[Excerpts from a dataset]
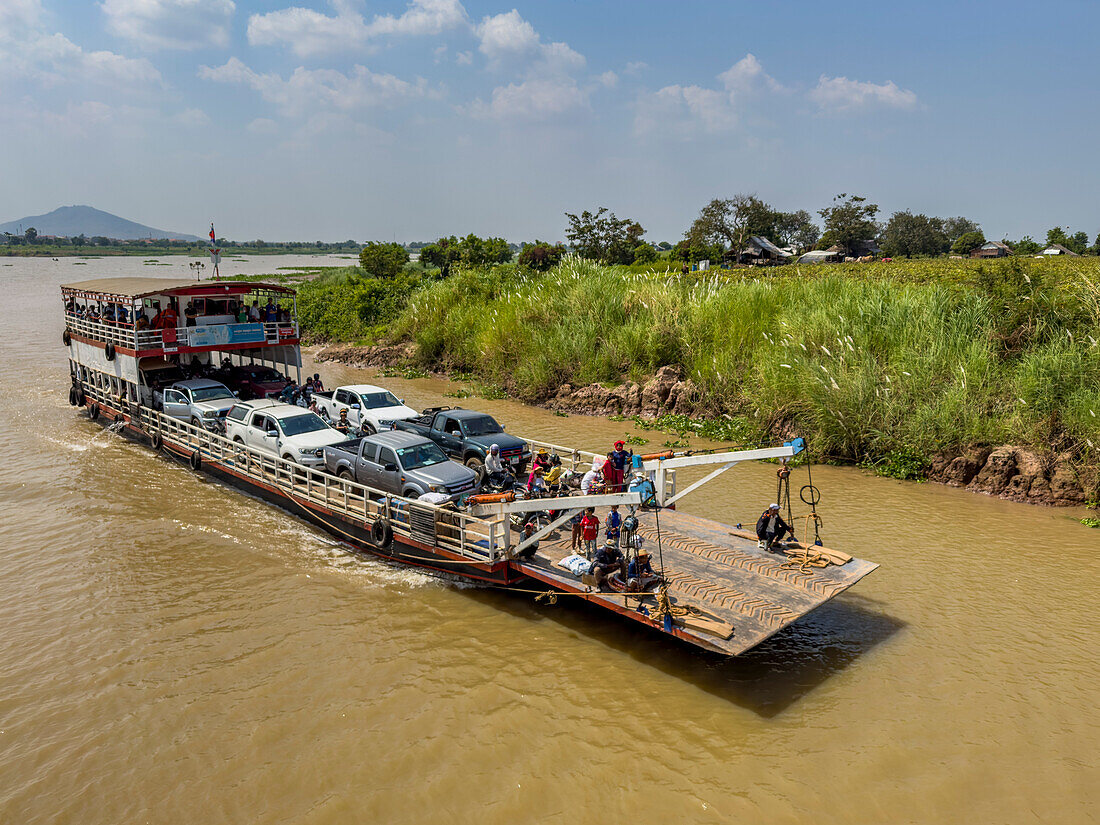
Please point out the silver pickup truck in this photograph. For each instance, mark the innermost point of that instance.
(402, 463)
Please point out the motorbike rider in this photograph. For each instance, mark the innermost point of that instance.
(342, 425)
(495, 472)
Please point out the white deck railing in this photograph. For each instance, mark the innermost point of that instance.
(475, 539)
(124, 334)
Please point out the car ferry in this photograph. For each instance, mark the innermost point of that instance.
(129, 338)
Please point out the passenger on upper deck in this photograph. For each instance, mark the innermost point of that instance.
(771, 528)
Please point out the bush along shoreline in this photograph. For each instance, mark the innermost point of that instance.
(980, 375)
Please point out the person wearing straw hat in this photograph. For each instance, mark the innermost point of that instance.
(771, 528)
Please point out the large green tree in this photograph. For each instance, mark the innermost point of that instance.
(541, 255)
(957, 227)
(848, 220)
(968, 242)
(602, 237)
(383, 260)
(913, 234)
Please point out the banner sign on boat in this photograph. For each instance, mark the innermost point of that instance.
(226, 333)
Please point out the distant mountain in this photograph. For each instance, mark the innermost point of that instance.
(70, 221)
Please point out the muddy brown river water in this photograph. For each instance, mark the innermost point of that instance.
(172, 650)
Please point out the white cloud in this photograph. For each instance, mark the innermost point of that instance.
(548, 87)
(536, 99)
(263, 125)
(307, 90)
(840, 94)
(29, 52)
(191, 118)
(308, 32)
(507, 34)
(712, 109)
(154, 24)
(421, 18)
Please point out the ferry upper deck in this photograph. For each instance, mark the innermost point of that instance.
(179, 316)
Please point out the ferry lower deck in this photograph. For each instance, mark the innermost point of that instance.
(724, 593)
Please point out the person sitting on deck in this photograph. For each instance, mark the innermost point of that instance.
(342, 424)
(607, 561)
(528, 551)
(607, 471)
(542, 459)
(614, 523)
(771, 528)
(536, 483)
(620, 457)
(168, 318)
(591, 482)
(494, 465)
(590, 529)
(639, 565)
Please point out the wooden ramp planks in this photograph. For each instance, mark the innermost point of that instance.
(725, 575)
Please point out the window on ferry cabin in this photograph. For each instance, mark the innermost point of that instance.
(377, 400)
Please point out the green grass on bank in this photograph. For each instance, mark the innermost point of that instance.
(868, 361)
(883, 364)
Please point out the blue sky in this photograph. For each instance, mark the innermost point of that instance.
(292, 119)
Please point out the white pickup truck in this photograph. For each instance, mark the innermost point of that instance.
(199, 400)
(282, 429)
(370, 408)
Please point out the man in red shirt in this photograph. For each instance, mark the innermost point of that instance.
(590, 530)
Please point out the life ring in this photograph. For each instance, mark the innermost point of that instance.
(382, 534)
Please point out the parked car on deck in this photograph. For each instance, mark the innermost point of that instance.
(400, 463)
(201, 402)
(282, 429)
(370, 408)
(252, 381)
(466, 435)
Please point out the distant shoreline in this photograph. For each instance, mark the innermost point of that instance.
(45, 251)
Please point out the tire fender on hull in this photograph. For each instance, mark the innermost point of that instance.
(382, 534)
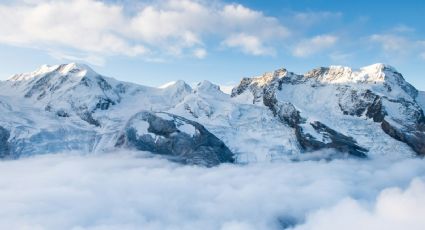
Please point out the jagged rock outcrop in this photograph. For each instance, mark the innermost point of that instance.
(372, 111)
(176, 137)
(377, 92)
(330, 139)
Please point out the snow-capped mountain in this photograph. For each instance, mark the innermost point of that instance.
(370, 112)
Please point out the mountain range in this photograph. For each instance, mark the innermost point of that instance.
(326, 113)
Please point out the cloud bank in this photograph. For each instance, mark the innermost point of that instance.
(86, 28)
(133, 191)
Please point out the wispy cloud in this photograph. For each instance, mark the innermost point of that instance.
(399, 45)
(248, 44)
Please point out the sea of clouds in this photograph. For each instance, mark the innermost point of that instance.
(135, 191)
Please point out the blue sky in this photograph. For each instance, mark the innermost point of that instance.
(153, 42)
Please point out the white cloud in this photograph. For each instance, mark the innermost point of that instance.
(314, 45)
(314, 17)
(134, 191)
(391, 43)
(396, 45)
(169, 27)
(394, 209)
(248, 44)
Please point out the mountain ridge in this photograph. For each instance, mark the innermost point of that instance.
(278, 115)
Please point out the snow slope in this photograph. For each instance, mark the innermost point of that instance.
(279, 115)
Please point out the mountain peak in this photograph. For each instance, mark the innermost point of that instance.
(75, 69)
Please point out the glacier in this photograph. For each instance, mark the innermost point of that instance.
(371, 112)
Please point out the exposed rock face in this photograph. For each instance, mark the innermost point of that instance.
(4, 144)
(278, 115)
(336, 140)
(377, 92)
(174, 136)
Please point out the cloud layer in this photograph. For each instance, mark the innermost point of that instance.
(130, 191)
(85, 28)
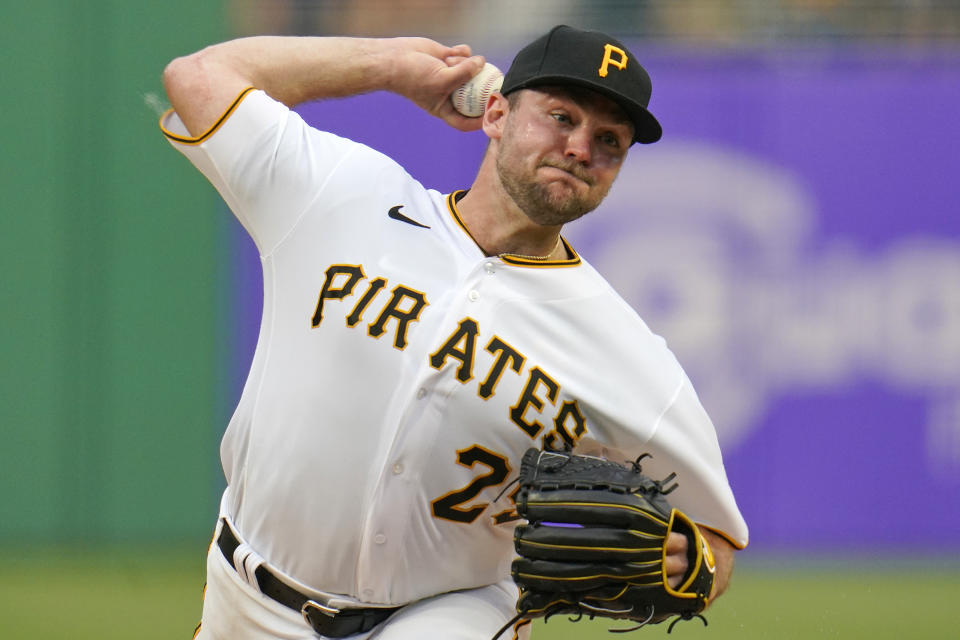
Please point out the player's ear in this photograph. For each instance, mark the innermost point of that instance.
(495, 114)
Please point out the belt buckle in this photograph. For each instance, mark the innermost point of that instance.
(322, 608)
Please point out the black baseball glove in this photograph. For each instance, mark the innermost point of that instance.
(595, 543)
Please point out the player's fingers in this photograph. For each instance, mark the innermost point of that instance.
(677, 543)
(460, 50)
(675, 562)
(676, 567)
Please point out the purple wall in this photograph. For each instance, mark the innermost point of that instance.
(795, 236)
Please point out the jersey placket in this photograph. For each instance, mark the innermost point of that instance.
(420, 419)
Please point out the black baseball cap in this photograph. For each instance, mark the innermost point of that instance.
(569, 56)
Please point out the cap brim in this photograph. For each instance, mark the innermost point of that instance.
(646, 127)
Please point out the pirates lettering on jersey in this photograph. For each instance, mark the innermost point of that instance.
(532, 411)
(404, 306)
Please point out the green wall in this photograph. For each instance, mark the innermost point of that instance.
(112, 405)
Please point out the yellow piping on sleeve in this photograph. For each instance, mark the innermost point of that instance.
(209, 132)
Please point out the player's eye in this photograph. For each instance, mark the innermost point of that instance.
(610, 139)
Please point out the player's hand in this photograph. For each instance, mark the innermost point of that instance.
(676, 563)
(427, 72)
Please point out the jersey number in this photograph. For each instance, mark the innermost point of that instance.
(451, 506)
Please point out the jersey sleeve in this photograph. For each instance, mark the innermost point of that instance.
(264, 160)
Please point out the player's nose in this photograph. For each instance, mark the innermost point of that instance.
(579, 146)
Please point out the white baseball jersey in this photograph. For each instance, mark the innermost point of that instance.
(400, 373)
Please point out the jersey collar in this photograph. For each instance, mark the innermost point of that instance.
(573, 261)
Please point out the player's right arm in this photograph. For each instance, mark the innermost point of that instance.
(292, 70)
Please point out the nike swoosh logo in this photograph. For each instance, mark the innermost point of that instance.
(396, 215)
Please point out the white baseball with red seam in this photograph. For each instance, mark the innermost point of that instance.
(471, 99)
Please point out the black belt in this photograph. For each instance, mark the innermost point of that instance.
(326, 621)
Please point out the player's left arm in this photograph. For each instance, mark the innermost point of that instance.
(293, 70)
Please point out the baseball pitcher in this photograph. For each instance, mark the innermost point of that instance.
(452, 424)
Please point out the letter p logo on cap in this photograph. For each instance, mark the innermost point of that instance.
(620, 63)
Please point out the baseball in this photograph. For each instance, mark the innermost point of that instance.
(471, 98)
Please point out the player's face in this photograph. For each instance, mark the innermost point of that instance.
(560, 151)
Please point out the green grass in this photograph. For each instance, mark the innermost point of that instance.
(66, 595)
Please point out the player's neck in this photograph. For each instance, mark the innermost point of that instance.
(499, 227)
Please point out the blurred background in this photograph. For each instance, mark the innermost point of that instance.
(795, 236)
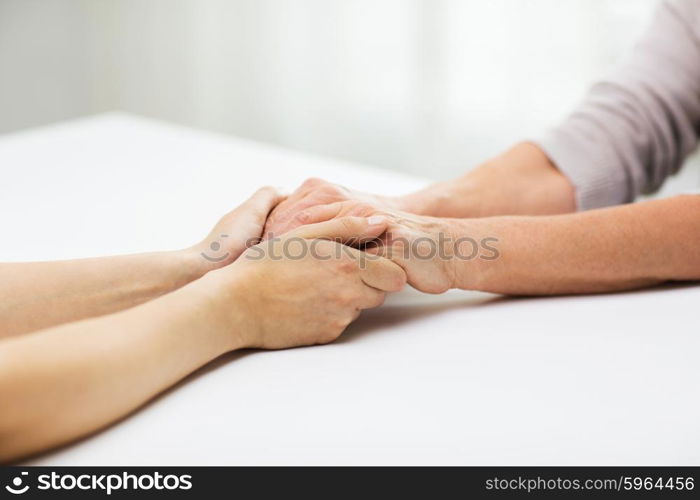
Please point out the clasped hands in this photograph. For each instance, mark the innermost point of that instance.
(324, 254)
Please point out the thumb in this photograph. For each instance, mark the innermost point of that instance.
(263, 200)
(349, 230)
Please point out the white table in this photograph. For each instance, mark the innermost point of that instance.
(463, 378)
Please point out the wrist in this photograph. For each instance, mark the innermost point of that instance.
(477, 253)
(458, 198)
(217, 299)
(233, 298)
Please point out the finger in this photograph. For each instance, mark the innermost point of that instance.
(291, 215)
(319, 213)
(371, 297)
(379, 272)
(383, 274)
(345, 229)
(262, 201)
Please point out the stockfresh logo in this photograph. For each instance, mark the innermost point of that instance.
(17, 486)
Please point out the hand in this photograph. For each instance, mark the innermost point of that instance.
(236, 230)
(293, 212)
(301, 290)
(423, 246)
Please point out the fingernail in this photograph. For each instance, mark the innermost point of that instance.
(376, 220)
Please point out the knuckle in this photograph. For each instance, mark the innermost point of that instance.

◆ REQUIREMENT
Once you reach the line that contains "Please point out the stockfresh", print it and every line after it exactly as written, stopping at the last line of the records and adding nothing.

◆ TASK RESULT
Please point out the stockfresh logo in this photograph. For each instance, mark the innermost point of that instance.
(17, 486)
Please point out the hand in this photograph. For each instance, mark the innermost point of that instance.
(236, 230)
(293, 212)
(301, 290)
(423, 246)
Please point out the fingernail in this photograph. For each instance, mark the innermost point of that instance.
(376, 220)
Please point out the knuckle in this photograph. For each instance, mark the innermost point of that instance.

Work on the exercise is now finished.